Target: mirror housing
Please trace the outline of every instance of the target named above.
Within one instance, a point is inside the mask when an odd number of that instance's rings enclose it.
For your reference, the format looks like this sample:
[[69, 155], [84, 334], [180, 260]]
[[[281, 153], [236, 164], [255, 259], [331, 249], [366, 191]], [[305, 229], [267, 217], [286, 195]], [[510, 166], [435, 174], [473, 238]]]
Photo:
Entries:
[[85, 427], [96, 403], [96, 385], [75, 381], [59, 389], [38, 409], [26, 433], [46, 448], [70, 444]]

+--

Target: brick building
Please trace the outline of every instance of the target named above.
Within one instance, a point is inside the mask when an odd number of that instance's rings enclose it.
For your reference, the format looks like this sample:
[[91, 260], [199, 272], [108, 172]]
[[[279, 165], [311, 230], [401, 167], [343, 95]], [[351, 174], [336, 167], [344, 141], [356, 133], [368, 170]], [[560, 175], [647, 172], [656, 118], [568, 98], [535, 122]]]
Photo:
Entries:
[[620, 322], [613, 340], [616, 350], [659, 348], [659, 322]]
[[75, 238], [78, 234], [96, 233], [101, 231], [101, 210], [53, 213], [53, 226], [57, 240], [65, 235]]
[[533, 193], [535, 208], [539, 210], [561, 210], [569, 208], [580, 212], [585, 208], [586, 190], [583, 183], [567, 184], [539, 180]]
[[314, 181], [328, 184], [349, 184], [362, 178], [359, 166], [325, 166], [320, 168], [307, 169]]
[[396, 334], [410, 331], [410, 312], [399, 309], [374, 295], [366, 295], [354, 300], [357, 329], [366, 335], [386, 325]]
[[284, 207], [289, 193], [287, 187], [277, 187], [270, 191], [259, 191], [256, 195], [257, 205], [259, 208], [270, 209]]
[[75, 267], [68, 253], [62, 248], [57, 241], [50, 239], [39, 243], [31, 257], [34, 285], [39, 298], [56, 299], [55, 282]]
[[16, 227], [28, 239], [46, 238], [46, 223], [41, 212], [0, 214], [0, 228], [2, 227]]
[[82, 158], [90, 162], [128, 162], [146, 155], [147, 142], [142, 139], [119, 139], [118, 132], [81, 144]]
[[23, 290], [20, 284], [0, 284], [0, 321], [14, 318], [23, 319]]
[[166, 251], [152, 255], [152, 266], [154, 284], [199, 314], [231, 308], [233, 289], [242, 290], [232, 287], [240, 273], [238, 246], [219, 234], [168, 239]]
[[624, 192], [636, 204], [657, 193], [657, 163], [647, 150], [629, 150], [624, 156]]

+--

SET PROBLEM
Update the listing from the line with "Target: mirror housing" to the line with "448], [70, 444]]", putting "boundary" in place of "outline" and changing nothing else. Return only those lines.

SOLUTION BELOW
Target: mirror housing
Please trace the boundary of every instance of the target named above.
Within one instance, a point is inside the mask when an odd number of that instance's rings enclose it.
For your reference, the format looks like this sample:
[[69, 155], [84, 334], [180, 260]]
[[[281, 153], [236, 164], [255, 259], [331, 249], [366, 191]], [[305, 229], [267, 217], [286, 195]], [[510, 166], [435, 174], [473, 238]]]
Photo:
Entries:
[[85, 427], [96, 403], [96, 385], [75, 381], [59, 389], [38, 409], [26, 433], [46, 448], [70, 444]]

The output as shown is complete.